━━━━━ Input material
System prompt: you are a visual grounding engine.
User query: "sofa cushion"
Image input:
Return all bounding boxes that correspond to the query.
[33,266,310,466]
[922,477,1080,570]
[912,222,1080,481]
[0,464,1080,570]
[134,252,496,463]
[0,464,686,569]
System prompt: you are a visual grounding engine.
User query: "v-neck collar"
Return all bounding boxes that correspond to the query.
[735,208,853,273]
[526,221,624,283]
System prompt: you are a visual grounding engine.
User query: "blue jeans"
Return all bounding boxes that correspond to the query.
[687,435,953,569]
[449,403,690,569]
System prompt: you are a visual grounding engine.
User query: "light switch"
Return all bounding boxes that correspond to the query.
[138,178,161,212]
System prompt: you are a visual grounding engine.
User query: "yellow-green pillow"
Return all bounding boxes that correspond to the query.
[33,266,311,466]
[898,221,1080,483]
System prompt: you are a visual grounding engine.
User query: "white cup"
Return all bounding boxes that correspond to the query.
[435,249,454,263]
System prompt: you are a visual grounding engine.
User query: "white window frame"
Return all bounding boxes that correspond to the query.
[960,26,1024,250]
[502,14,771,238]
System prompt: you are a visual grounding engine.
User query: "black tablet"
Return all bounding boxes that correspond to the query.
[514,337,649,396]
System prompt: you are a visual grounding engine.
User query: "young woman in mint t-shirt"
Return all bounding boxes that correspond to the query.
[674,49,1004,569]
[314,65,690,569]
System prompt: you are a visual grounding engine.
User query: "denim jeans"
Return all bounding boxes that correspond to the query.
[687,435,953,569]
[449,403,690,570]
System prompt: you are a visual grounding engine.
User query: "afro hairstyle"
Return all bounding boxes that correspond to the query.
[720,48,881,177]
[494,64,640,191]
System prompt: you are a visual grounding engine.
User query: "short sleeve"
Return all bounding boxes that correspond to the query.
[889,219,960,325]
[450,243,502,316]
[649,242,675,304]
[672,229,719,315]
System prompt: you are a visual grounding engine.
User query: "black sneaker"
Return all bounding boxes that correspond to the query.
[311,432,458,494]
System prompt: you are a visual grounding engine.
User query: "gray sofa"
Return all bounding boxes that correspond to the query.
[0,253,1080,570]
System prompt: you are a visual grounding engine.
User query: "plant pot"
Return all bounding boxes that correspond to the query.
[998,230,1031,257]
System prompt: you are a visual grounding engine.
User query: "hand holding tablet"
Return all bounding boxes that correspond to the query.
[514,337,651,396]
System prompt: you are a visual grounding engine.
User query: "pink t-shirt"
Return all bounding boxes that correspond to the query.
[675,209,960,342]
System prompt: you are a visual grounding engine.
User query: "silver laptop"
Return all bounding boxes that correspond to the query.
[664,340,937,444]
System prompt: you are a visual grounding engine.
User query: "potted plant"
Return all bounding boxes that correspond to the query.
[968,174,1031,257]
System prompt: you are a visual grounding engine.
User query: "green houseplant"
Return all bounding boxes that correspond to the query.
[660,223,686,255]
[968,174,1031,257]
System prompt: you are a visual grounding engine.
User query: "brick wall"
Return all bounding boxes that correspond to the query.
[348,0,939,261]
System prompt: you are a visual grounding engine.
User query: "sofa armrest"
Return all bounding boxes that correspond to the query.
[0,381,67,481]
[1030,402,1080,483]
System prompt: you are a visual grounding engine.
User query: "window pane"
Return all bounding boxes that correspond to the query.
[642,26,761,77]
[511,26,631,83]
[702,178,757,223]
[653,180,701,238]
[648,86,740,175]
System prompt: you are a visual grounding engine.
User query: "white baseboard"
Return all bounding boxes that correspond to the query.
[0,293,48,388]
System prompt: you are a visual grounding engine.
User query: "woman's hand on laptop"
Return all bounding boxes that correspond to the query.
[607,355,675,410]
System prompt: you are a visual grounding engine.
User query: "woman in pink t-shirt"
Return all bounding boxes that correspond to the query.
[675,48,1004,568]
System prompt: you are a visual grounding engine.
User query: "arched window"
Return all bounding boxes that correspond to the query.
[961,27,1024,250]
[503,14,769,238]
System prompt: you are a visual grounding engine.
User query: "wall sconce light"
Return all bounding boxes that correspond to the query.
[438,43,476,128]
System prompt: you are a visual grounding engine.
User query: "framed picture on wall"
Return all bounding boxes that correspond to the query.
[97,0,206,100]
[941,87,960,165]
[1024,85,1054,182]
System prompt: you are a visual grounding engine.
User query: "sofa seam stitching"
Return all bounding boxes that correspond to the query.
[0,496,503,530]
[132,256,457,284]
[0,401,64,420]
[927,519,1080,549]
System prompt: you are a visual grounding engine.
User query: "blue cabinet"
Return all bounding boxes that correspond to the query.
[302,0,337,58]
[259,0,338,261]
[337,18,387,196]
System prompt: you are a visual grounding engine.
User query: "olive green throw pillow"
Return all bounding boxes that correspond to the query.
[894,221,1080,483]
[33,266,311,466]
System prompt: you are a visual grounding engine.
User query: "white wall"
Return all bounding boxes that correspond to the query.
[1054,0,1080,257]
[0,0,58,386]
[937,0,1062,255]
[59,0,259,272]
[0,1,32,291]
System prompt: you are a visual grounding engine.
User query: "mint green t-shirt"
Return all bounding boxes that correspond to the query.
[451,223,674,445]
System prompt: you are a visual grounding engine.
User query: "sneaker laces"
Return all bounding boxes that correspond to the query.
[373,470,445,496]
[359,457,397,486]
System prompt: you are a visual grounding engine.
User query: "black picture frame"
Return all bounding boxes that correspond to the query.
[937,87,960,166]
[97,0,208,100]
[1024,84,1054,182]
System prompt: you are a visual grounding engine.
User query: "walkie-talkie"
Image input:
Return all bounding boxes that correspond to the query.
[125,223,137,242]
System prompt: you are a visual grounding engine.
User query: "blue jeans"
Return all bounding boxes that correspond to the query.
━━━━━━━━━━
### Aim of the task
Can you return every one of the lines above, verbatim?

### Finished answer
System prompt: you are a visual grounding engine.
User query: "sofa cushion"
Image input:
Return all bounding boxes that correspond to the query.
[33,266,310,466]
[922,477,1080,570]
[912,222,1080,481]
[0,464,1080,570]
[134,252,496,463]
[0,464,686,569]
System prompt: you are a visual grounding engine.
User query: "v-neck collar"
Return all bounding boxes that correspond to the query.
[735,208,853,273]
[526,221,624,283]
System prompt: you are a visual grounding engine.
User query: "blue jeans"
Return all bounding boxes that correspond to the query.
[687,435,953,569]
[449,403,690,569]
System prompt: you are a visual grounding engine.
User query: "light switch"
Return all bounding boxes that correspond to the query.
[138,178,161,212]
System prompt: you are a visual grounding engine.
User query: "yellow-green pillow"
Return all bounding boxes that correspond to the query.
[33,266,311,466]
[898,221,1080,483]
System prompt: you are a visual grounding engine.
User query: "white cup"
Return all bounding boxes that correspond to the query.
[435,249,454,263]
System prompt: you are a visual grounding engine.
User query: "white window frame"
Return all bounding boxes that correspond to the query.
[960,26,1024,250]
[502,14,771,238]
System prompt: you are a visual grounding engine.
User query: "black tablet"
Return all bounding boxes that correspond to the query.
[514,337,649,396]
System prompt: you are a visual grounding engine.
User query: "young woman in mint t-shirt"
Return all bounding boxes that correspond to the query.
[674,49,1004,569]
[314,65,690,569]
System prompt: you are a visual grounding engine.
User query: "denim jeans"
Return all bounding boxes that correspond to the query.
[687,435,953,569]
[449,403,690,570]
System prompt: you are a visual grounding engine.
User query: "afro hairstyle"
Return all bounding boxes that correspond to the query.
[720,48,881,177]
[494,64,640,191]
System prompt: you are a visual grounding engine.
User query: "short sleeve"
Return all bounding boxes that correspond to the query.
[889,219,960,325]
[450,243,502,316]
[649,242,675,304]
[672,229,719,315]
System prompt: you are a visual grounding engine.
User query: "black sneaker"
Return all bounding boxes that correspond to the query.
[311,432,458,494]
System prompt: you are a visual grounding engine.
User query: "gray sofa"
Return all bounding boxes that correspond to the query.
[0,253,1080,570]
System prompt: you are a visual grounding engine.
User query: "plant pot"
Return all bounding boxes that correspond to the query.
[998,230,1031,257]
System prompt: you are a visual grounding engine.
User query: "hand holding tablet"
Return all bounding boxes that correspond to the query.
[514,337,651,396]
System prompt: you are a visual grounding engine.
User query: "pink t-shirt"
Return all bounding boxes that correspond to the query.
[675,209,960,342]
System prompt: you are a visual grounding engine.
User query: "silver laptop"
Return all bounding boxes that correspond to the query.
[664,340,937,444]
System prompt: you are a visual grounding engine.
User query: "potted plant"
Return all bounding boxes that correspond to the query.
[968,174,1031,257]
System prompt: you are a visual grounding engine.
User query: "green houseplant"
Return all bounding boxes that correspond to the query.
[660,223,686,255]
[968,174,1031,257]
System prompt: you are a visual grounding engine.
User query: "brick wall"
Return all bounding boxes that correspond to the query.
[348,0,939,261]
System prompt: you are a visual grounding engine.
User query: "sofa armrest"
Return all bounding boxes that correspond to the query.
[0,381,67,481]
[1030,402,1080,483]
System prompt: you are a visual grounding engine.
User query: "window pane"
Return all bounding boxes that correspond to the query.
[642,26,761,77]
[511,26,631,83]
[702,178,757,223]
[653,180,701,238]
[648,86,740,175]
System prompt: you are a visual grounding engine.
User query: "white baseboard"
Return all bounding boxes that correspond to the query.
[0,293,48,388]
System prompt: you are a visual grounding engine.
User query: "woman's hand on laptop"
Return all bounding boxes that correspond to the query.
[607,355,675,410]
System prompt: you are a visual grounding engine.
User query: "woman in pink t-shirt"
Return all bounding boxes that correspond to the query.
[675,48,1004,568]
System prompt: you are a visual grounding engine.
User query: "arched window"
Return all bounding boxes that correspond to the query.
[961,27,1024,250]
[503,14,769,238]
System prompt: you are a visual grounding engine.
User query: "wall sconce light"
Return all bounding boxes that correspond to the query.
[438,43,476,128]
System prompt: you are a visual grounding engine.
User query: "framed picture on wall"
Return all bounding boxes that correspond to the query.
[97,0,206,100]
[941,87,960,165]
[1024,85,1054,182]
System prompt: you are a visual grounding engine.
User query: "sofa seam stitching"
Return all bounding boxes that correspond to the query.
[0,496,503,530]
[132,256,457,284]
[0,401,64,420]
[927,519,1080,549]
System prompt: you are a visual grounding engine.
User query: "blue cabinet"
Return all bounding boxes that correspond to the query.
[302,0,337,58]
[259,0,338,261]
[337,18,387,196]
System prompt: you are a visual grounding engine.
User query: "olive green throw pillow"
Return all bounding boxes that correspond to the query.
[894,221,1080,483]
[33,266,311,466]
System prompt: you are a visual grounding engine.
User query: "white wall"
Return all bounding boxes that correspond to the query.
[1054,0,1080,257]
[0,0,58,386]
[937,0,1062,255]
[59,0,259,272]
[0,1,32,291]
System prompt: you are a visual grounding engine.
User query: "mint green t-shirt"
Return all bounding boxes that correspond to the query.
[451,223,674,445]
System prompt: you are a visual grounding engine.
User query: "sneaker laces"
Return all bounding boxes that correspond to the query.
[373,470,445,496]
[359,457,397,486]
System prompt: you are a visual grounding engine.
User query: "black picture frame"
Return all bounding boxes that correspond to the query.
[937,87,960,166]
[97,0,208,100]
[1024,84,1054,182]
System prompt: you are a visual grounding engine.
User query: "walkie-talkie"
Image input:
Return all bounding boxes that correspond to the query.
[125,223,137,242]
System prompt: you are a visual grounding engine.
User query: "blue jeans"
Return all bounding boxes that correspond to the query.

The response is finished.